TASK BRIEF.
Leaving out every image, restate all the records word for word.

DATA LISTING.
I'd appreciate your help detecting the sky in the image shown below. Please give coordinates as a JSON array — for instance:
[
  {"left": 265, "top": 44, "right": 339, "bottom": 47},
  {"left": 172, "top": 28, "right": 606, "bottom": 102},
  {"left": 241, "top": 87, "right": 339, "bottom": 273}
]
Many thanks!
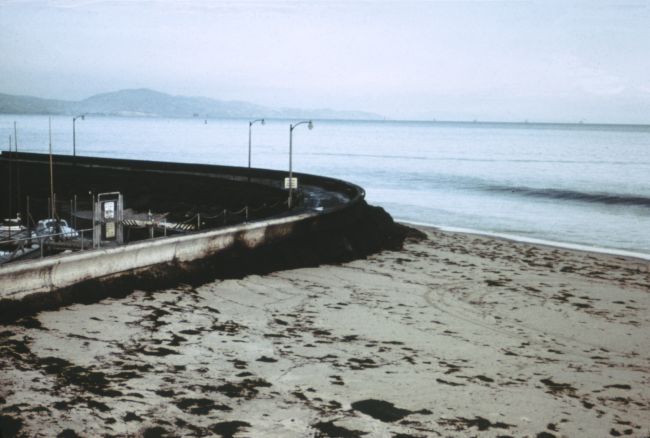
[{"left": 1, "top": 0, "right": 649, "bottom": 123}]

OUTPUT FOR THIS TASK.
I'd appreciate your help detecting the sky in the image shown below. Please give coordinates as a JSON array — for instance:
[
  {"left": 265, "top": 44, "right": 339, "bottom": 47},
  {"left": 172, "top": 28, "right": 606, "bottom": 102},
  {"left": 241, "top": 87, "right": 339, "bottom": 273}
]
Many thanks!
[{"left": 1, "top": 0, "right": 649, "bottom": 123}]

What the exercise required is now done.